● EXERCISE TASK A: From the discussion of whiteout files below, copy one passage word for word, beginning at the words "vbatts avatar Apr" and stopping after the words "Quay, Hub, etc.".

● EXCERPTED TEXT:

----

I wholly agree and intend to see it done as a whiteout file list.

On Thu, Apr 14, 2016, 17:26 Timothy Hobbs [email protected] wrote:

Creating a list of files to be whited out, and keeping that outside of layer.tar is better than putting .wh files in layer.tar. We wouldn't want a situation like this: http://git-annex.branchable.com/forum/Storing_git_repos_in_git-annex/

— You are receiving this because you commented. Reply to this email directly or view it on GitHub https://github.com/opencontainers/image-spec/issues/24#issuecomment-210154542

vbatts avatar Apr 14 '16 21:04 vbatts

I think this is something we should think about for post v1.0.0. I whole heartedly agree but in the ideal case the initial v1 serialization spec is binary compatible with the existing docker serialization to save the sanity of all of the existing registry folks like acr, gcr.io, Quay, Hub, etc.

philips avatar Apr 14 '16 22:04 philips

Would it be possible to use the whiteout list file IFF a whiteout list file exists, and otherwise use the .wh approach?

timthelion avatar Apr 14 '16 22:04 timthelion

@timthelion Yes, that would be the right way of approaching it. It would be a schema bump which would be a version break. Happy to consider adding this feature to fix the issue but I do want to hold off until we get post v1.0.0 (in a couple of months).

philips avatar Apr 15 '16 00:04 philips

@philips so basically, you want to have the 1.0 release be supported by Docker/CoreOS/whatever, without actually haven't to change Docker/CoreOS/whatever's code? Basically, there will be no actual technical changes to the spec before 1.0?

timthelion avatar Apr 15 '16 08:04 timthelion

@timthelion No breaking technical changes.

cyphar avatar Jul 20 '16 20:07 cyphar

On Thu, Apr 14, 2016 at 02:26:16PM -0700, Timothy Hobbs wrote:

Creating a list of files to be whited out, and keeping that outside of layer.tar is better than putting .wh files in layer.tar.

----

● LISTED ENTRIES:

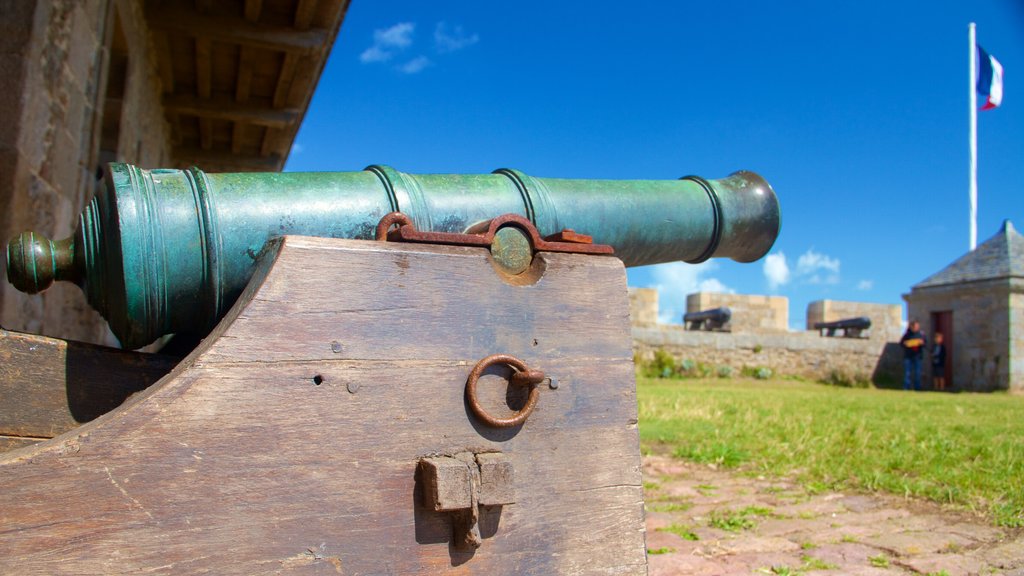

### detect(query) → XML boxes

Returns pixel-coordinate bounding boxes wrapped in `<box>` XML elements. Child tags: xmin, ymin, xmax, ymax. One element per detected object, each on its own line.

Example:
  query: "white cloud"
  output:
<box><xmin>764</xmin><ymin>252</ymin><xmax>790</xmax><ymax>290</ymax></box>
<box><xmin>434</xmin><ymin>22</ymin><xmax>480</xmax><ymax>54</ymax></box>
<box><xmin>650</xmin><ymin>260</ymin><xmax>735</xmax><ymax>324</ymax></box>
<box><xmin>797</xmin><ymin>248</ymin><xmax>840</xmax><ymax>284</ymax></box>
<box><xmin>398</xmin><ymin>56</ymin><xmax>433</xmax><ymax>74</ymax></box>
<box><xmin>359</xmin><ymin>22</ymin><xmax>416</xmax><ymax>64</ymax></box>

----

● EXERCISE TASK B: Reproduce the records above line for line, without the pictures.

● EXERCISE RESULT A:
vbatts avatar Apr 14 '16 21:04 vbatts

I think this is something we should think about for post v1.0.0. I whole heartedly agree but in the ideal case the initial v1 serialization spec is binary compatible with the existing docker serialization to save the sanity of all of the existing registry folks like acr, gcr.io, Quay, Hub, etc.

● EXERCISE RESULT B:
### detect(query) → XML boxes

Returns pixel-coordinate bounding boxes wrapped in `<box>` XML elements. Child tags: xmin, ymin, xmax, ymax. One element per detected object, each on its own line.

Example:
  query: "white cloud"
  output:
<box><xmin>764</xmin><ymin>252</ymin><xmax>790</xmax><ymax>290</ymax></box>
<box><xmin>434</xmin><ymin>22</ymin><xmax>480</xmax><ymax>54</ymax></box>
<box><xmin>650</xmin><ymin>260</ymin><xmax>735</xmax><ymax>324</ymax></box>
<box><xmin>797</xmin><ymin>248</ymin><xmax>840</xmax><ymax>284</ymax></box>
<box><xmin>398</xmin><ymin>56</ymin><xmax>433</xmax><ymax>74</ymax></box>
<box><xmin>359</xmin><ymin>22</ymin><xmax>416</xmax><ymax>64</ymax></box>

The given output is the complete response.